* begin *

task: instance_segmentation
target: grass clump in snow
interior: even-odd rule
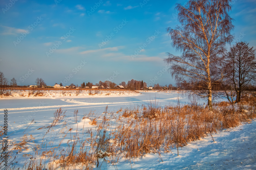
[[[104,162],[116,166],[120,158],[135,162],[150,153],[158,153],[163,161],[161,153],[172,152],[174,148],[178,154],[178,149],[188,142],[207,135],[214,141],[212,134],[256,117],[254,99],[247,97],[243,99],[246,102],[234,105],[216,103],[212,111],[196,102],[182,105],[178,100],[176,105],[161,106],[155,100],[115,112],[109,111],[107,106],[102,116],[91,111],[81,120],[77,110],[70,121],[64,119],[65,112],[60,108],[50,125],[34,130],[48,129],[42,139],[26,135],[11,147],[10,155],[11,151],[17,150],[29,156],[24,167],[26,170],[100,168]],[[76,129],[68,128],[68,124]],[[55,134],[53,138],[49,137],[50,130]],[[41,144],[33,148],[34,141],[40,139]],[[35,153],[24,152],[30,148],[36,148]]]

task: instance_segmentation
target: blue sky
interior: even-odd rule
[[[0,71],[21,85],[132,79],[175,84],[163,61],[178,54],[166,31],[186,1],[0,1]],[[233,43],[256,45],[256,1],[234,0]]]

* end *
* begin *

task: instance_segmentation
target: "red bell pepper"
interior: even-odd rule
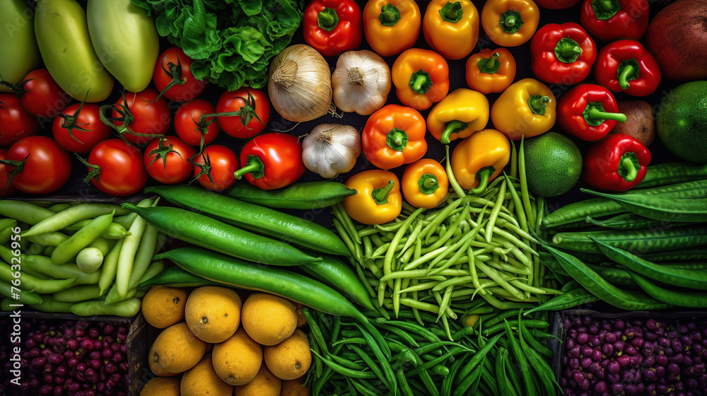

* end *

:: WORK INSTRUCTIONS ::
Please list every line of the records that contains the string "target", matching case exactly.

:: FINISHED TASK ::
target: grass clump in snow
target: blue sky
target: "red bell pepper"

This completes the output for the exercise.